- **DESCRIPTION OF THE TASK**: Return all entries precisely as they stand, without the images.
** DATA PROVIDED follows **
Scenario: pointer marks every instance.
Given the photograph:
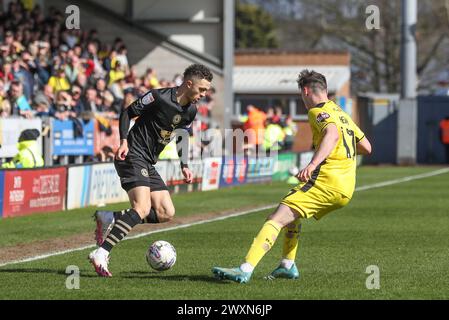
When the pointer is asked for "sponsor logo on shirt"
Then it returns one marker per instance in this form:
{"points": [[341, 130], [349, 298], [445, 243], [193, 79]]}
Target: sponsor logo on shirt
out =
** End of DATA PROVIDED **
- **ANSWER SPACE**:
Scenario: pointer marks every instance.
Given the photograph:
When the pointer is asked for "sponsor logo on shirt"
Then it returns one marker per instance in this form:
{"points": [[341, 130], [349, 298], [445, 243], [193, 79]]}
Target: sponsor logo on shirt
out =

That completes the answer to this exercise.